**What the task requires**
Print the part of the excerpt on evolution and the Bible starting at "Remember you don't" and ending at "the bibles perspective.", copying it word for word.

-------- Text excerpt

But you do have intelligence. So, if unguided chance can supposedly create a leaf, go ahead, make a leaf from raw, non-living matter. Start there.
But the evidence that He has provided through His creation shows natural life evolves as per the information shown through the theory of evolution.
Remember you don't have to be an atheist to accept evolution... there are Christian scientists in the very thread who accept evolution.
From your world perspective. Not from the bibles perspective.
If evolution is correct, then the foundation of the bible is a lie. Death was in the world before Adam sinned.
Also, Jesus would not have been telling the truth when He said that He made them male and female. So, He did not make sludge that evolved.
By giving evolution the credit, we take the Glory away from God and give it to the creatures of the earth. We say it was the creature that made itself into what it is today.
"For the wrath of God is revealed from heaven against all ungodliness and unrighteousness of people who suppress the truth in unrighteousness, because that which is known about God is evident within them; for God made it evident to them. For since the creation of the world His invisible attributes, that is, His eternal power and divine nature, have been clearly perceived, being understood by what has been made, so that they are without excuse. For even though they knew God, they did not honour Him as God or give thanks, but they became futile in their reasonings, and their senseless hearts were darkened. Claiming to be wise, they became fools, and they exchanged the glory of the incorruptible God for an image in the form of corruptible mankind, of birds, four-footed animals, and crawling creatures."
Many people profess to believe but in the end, they do not even trust the very foundation of God's word. Genisis. They say the creation account cannot be trusted and that it was simply poetic. So,
they suppress the truth of what is written in the Bible with a lie. In God's creation, there is evidence that God made everything, and
God has made this known to all men. When you give creation the glory instead of God, it is like you are worshipping the creation instead of the creator.
You profess to know God, but
you are not giving honour and thanks to Him. Instead, in your own wisdom, professing to be wise, you give honour and thanks to the birds, four-footed animals and crawling creatures because they evolved. That is really wrong. The first commandment is that you shall have no other Gods before Him. The second is that you shall not make any idols. If you do make an idol, you will then give it glory. And this is what biologists do with evolution. They give glory to the creation instead of the creator. They say it was the creation that got us where we are today; we all evolved. So, in their own wisdom, they elevate evolution over God.

----------------
-------- Material provided

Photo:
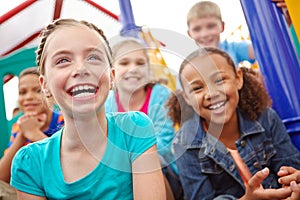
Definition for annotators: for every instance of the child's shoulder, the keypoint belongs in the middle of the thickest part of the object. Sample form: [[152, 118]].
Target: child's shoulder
[[135, 117]]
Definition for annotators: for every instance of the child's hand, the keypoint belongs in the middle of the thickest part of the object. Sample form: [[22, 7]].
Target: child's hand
[[288, 174], [31, 124], [254, 189], [290, 177]]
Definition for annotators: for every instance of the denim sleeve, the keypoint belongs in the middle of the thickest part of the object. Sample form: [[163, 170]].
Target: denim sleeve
[[196, 185], [286, 152]]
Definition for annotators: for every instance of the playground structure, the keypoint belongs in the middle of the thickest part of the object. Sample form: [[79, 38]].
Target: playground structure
[[274, 50]]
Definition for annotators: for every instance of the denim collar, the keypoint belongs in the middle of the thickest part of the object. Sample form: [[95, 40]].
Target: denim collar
[[192, 134]]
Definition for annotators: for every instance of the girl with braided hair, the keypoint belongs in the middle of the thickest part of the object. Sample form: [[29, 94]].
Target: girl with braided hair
[[233, 145], [95, 155]]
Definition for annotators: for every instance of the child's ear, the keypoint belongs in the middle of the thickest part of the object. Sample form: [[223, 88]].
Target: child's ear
[[188, 32], [44, 86], [222, 26], [185, 97], [240, 79], [112, 78]]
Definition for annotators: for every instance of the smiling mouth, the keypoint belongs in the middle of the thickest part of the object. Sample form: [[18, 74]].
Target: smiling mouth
[[83, 91], [216, 106]]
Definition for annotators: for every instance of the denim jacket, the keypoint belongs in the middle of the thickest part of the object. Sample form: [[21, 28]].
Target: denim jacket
[[206, 168]]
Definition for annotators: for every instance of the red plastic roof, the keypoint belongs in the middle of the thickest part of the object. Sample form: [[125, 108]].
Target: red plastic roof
[[21, 26]]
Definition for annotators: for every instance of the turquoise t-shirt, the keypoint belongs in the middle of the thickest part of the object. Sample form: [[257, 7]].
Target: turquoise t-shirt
[[36, 168]]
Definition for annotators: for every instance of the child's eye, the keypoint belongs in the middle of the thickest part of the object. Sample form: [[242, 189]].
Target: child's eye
[[62, 60], [124, 63], [197, 88], [141, 63], [94, 57], [22, 93], [220, 80], [211, 26]]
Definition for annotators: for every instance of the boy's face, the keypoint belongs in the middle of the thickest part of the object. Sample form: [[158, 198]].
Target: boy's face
[[206, 31]]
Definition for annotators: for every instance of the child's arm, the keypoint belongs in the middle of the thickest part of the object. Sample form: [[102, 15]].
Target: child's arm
[[288, 174], [148, 182], [254, 189], [6, 160], [290, 177], [26, 196]]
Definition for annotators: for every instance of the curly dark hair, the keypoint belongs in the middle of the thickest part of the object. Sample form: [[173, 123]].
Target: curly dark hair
[[253, 100]]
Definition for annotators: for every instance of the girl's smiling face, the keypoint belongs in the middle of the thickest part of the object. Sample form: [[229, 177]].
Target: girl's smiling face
[[131, 68], [77, 70], [211, 86], [30, 96]]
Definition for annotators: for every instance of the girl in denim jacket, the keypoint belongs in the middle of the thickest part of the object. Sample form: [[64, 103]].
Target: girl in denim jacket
[[232, 145]]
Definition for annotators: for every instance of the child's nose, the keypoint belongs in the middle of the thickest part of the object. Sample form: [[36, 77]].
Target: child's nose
[[79, 70]]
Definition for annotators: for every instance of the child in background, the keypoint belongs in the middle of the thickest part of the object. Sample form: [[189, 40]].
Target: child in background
[[37, 122], [234, 145], [205, 25], [95, 155], [134, 91]]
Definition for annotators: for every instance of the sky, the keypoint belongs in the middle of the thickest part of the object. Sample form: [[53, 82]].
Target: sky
[[166, 15]]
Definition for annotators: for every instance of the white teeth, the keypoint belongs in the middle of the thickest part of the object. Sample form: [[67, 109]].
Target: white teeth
[[216, 106], [85, 94], [83, 91]]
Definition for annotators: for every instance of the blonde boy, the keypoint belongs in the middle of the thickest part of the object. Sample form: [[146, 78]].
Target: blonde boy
[[205, 25]]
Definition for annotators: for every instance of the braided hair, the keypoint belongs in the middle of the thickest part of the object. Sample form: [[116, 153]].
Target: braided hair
[[40, 52]]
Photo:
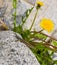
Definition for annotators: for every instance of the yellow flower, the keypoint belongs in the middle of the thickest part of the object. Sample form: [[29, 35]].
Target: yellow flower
[[39, 3], [47, 24]]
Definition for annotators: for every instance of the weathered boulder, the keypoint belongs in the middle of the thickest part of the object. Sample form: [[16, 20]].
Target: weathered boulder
[[14, 53]]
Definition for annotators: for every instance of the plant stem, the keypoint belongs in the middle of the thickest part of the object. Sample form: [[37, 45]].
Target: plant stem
[[34, 20]]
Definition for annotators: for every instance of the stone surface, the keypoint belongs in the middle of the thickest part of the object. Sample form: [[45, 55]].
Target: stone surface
[[49, 10], [7, 11], [14, 53]]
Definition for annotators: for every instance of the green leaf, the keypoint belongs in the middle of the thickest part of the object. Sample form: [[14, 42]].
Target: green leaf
[[54, 43]]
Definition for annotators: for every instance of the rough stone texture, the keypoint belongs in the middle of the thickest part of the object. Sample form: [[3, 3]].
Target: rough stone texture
[[14, 53], [49, 10]]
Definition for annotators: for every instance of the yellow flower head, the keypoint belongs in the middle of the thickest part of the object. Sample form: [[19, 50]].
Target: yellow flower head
[[39, 3], [47, 24]]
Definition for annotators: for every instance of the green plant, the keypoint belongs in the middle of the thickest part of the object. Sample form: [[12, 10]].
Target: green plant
[[43, 50]]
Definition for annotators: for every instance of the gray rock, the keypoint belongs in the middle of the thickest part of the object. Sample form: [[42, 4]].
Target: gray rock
[[14, 53], [2, 11], [22, 6]]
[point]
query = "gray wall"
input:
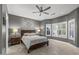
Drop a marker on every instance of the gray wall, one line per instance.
(0, 29)
(67, 17)
(22, 23)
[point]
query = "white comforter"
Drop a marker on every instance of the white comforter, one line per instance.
(31, 40)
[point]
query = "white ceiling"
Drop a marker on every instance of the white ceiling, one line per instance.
(25, 10)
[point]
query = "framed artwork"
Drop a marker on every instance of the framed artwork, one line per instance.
(48, 29)
(71, 29)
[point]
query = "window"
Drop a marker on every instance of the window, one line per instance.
(48, 29)
(71, 29)
(62, 29)
(59, 30)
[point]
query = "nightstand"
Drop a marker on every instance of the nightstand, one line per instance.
(14, 40)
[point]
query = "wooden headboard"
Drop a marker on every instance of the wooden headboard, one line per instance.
(27, 31)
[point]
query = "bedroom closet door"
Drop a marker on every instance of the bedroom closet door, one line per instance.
(71, 29)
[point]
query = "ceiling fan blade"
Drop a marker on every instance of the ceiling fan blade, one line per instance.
(36, 12)
(46, 13)
(38, 7)
(47, 8)
(52, 14)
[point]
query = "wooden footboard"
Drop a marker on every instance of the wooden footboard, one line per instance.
(36, 46)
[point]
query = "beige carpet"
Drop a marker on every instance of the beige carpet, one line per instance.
(55, 48)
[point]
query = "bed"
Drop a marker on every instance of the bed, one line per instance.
(32, 40)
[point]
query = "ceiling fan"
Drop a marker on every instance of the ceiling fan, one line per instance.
(42, 10)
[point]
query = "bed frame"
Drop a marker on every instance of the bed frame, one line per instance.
(36, 45)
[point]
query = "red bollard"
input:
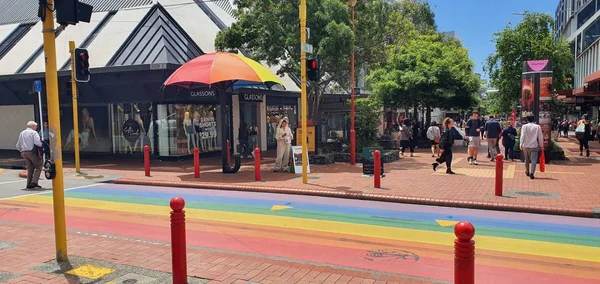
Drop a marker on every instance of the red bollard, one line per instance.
(499, 173)
(147, 160)
(464, 253)
(256, 164)
(228, 152)
(377, 168)
(196, 163)
(178, 246)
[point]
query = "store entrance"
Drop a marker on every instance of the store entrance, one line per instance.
(249, 132)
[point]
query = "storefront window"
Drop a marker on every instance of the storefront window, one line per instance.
(133, 127)
(274, 114)
(94, 131)
(182, 127)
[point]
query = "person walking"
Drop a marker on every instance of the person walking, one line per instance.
(406, 137)
(492, 132)
(284, 146)
(509, 137)
(446, 143)
(583, 133)
(434, 135)
(472, 131)
(30, 146)
(532, 141)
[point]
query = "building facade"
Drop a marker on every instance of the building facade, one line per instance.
(134, 45)
(578, 21)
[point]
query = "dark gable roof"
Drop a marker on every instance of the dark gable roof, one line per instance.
(25, 11)
(157, 39)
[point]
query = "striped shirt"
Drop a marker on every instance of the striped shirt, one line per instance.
(27, 139)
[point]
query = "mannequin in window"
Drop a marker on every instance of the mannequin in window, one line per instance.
(86, 128)
(198, 128)
(140, 139)
(188, 128)
(213, 131)
(206, 131)
(151, 132)
(125, 142)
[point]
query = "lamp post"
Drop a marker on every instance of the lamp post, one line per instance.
(352, 4)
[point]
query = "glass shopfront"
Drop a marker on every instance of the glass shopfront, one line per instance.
(132, 127)
(182, 127)
(94, 128)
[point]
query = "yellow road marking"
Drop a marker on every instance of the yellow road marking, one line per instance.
(90, 271)
(541, 248)
(280, 207)
(446, 223)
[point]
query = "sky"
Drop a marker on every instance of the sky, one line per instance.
(475, 21)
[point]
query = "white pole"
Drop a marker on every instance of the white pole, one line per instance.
(41, 125)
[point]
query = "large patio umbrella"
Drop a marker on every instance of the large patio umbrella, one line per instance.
(223, 70)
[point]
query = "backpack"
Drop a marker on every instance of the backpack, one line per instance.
(580, 131)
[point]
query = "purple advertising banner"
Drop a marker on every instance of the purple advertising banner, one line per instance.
(536, 94)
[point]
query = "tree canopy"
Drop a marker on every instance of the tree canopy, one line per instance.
(269, 30)
(531, 39)
(430, 70)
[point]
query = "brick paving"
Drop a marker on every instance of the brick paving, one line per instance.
(34, 245)
(566, 188)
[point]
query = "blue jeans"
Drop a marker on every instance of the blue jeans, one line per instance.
(531, 156)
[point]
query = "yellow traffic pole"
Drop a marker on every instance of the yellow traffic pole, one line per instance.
(58, 193)
(303, 95)
(75, 115)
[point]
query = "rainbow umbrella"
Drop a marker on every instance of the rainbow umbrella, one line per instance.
(223, 70)
(221, 67)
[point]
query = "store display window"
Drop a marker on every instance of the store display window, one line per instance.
(132, 127)
(94, 131)
(182, 127)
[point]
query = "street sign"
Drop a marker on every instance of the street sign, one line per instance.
(306, 47)
(37, 86)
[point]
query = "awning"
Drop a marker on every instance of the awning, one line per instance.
(592, 77)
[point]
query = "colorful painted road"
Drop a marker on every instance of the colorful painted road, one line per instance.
(395, 238)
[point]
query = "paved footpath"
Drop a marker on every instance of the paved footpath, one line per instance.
(237, 237)
(566, 188)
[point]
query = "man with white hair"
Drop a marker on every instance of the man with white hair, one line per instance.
(28, 144)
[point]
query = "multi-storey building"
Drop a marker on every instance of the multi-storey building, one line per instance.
(579, 22)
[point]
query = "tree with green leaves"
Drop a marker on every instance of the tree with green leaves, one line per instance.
(429, 70)
(270, 31)
(531, 39)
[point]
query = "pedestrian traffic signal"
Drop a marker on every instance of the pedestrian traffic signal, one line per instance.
(82, 65)
(312, 69)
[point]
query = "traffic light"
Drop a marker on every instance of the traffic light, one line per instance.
(71, 12)
(312, 69)
(82, 65)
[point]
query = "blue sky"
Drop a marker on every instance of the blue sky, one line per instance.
(475, 21)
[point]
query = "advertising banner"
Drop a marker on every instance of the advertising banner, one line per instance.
(297, 157)
(536, 95)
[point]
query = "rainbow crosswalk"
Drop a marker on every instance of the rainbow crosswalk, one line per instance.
(387, 237)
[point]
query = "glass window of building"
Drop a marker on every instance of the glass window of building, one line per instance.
(132, 127)
(586, 13)
(182, 127)
(591, 34)
(93, 128)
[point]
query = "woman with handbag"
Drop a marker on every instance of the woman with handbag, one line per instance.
(583, 133)
(446, 143)
(434, 135)
(509, 138)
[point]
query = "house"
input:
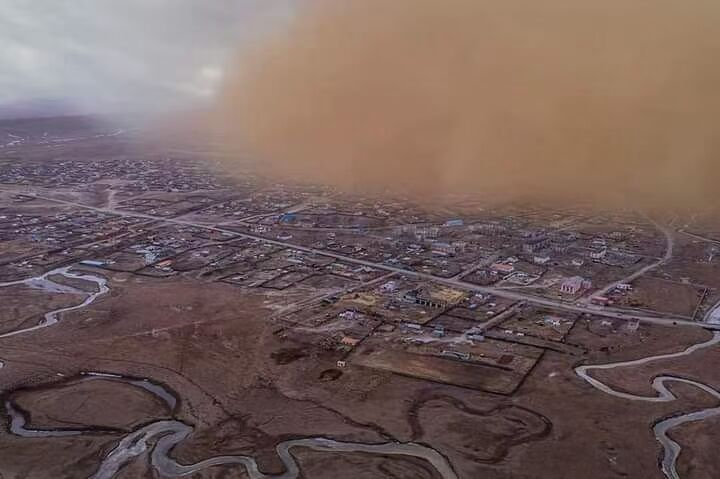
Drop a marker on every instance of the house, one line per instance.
(574, 285)
(502, 268)
(600, 300)
(349, 341)
(443, 249)
(598, 254)
(541, 260)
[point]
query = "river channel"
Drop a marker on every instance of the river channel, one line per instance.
(671, 449)
(44, 283)
(166, 434)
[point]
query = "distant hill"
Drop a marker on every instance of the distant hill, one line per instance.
(38, 108)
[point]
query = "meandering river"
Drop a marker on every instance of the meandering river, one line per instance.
(44, 283)
(168, 433)
(671, 449)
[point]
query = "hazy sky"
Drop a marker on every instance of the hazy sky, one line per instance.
(116, 54)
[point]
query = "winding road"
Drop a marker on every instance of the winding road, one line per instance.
(671, 449)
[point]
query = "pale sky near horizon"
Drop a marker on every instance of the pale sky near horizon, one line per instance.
(129, 54)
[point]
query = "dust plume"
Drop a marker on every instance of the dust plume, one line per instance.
(511, 97)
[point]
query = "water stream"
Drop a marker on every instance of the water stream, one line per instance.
(168, 433)
(671, 449)
(44, 283)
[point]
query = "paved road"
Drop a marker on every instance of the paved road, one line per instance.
(670, 241)
(512, 295)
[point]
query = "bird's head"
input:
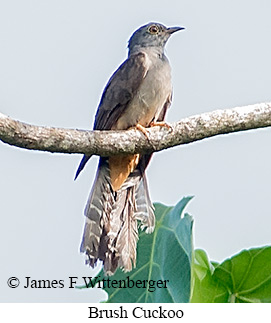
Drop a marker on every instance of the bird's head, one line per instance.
(151, 35)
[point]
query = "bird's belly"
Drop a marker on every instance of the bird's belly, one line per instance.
(147, 103)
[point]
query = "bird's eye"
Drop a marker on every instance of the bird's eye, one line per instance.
(153, 29)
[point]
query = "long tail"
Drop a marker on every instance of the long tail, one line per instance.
(111, 228)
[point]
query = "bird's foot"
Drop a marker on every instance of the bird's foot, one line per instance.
(161, 124)
(144, 130)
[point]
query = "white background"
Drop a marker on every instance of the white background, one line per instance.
(55, 59)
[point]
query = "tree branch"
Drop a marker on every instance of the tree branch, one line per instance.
(105, 143)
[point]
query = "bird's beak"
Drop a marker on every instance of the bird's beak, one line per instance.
(172, 30)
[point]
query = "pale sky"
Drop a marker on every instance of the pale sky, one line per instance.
(55, 59)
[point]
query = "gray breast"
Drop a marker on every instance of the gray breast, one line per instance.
(151, 96)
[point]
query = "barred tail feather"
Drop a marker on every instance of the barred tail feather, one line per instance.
(111, 228)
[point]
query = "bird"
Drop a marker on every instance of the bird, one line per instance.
(138, 95)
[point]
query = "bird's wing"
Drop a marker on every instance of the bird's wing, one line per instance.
(117, 94)
(120, 90)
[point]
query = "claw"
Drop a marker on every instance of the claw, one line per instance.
(161, 124)
(143, 130)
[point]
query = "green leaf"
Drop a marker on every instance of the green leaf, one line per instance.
(206, 289)
(247, 276)
(165, 255)
(244, 278)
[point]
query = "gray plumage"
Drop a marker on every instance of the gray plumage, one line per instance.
(139, 92)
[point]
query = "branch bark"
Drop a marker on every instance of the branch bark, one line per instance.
(105, 143)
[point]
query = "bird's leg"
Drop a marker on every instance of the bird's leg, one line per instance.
(143, 130)
(161, 124)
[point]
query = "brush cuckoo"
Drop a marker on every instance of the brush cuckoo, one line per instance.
(138, 95)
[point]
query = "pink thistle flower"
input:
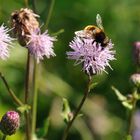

----------------

**Answer area**
Remember you don't have to be an atheist to accept evolution... there are Christian scientists in the very thread who accept evolution.
From your world perspective. Not from the bibles perspective.